### [PROMPT]
Print the lines from the one containing "of the church" through the one containing "Query: church dome", both included, reproducing each one precisely and nothing else.

### [DATASET EXTRACT]
------------------------------------

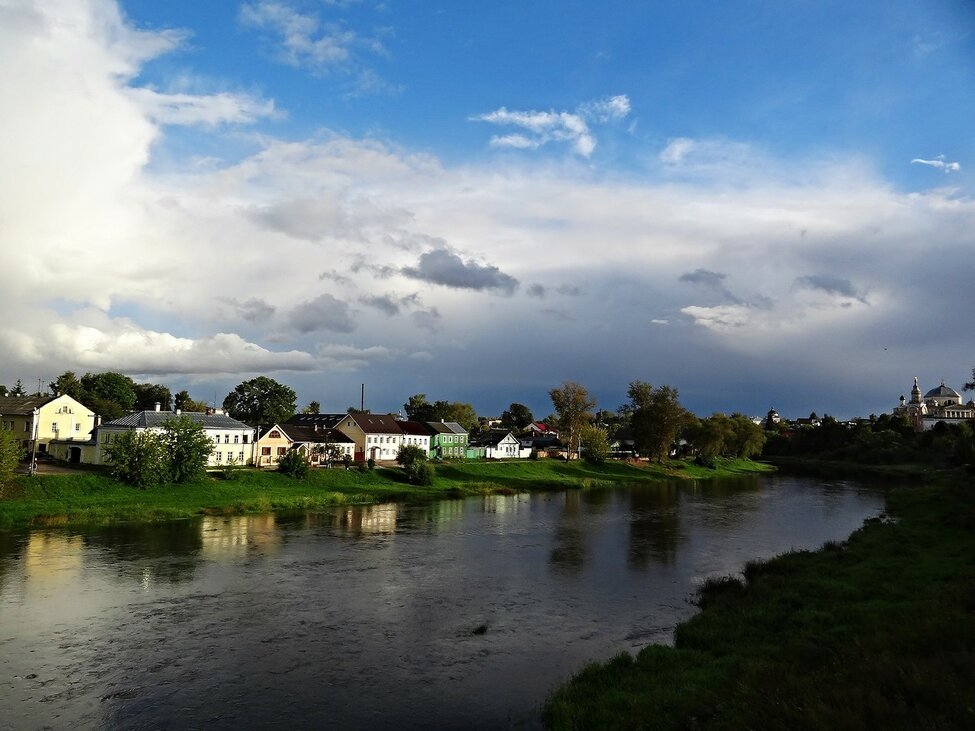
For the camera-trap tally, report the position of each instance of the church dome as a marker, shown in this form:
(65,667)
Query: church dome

------------------------------------

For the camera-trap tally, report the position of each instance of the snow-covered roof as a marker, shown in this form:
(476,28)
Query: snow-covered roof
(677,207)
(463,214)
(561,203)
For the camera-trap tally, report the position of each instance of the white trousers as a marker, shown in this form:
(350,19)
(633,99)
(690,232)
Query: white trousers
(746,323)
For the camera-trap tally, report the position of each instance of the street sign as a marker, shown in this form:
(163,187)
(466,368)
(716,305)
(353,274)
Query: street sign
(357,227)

------------------------------------

### [ANSWER FOR THE TASK]
For the camera-trap tally, report the position of each instance of the church dome as a marker, shown in this form:
(65,667)
Query: church dome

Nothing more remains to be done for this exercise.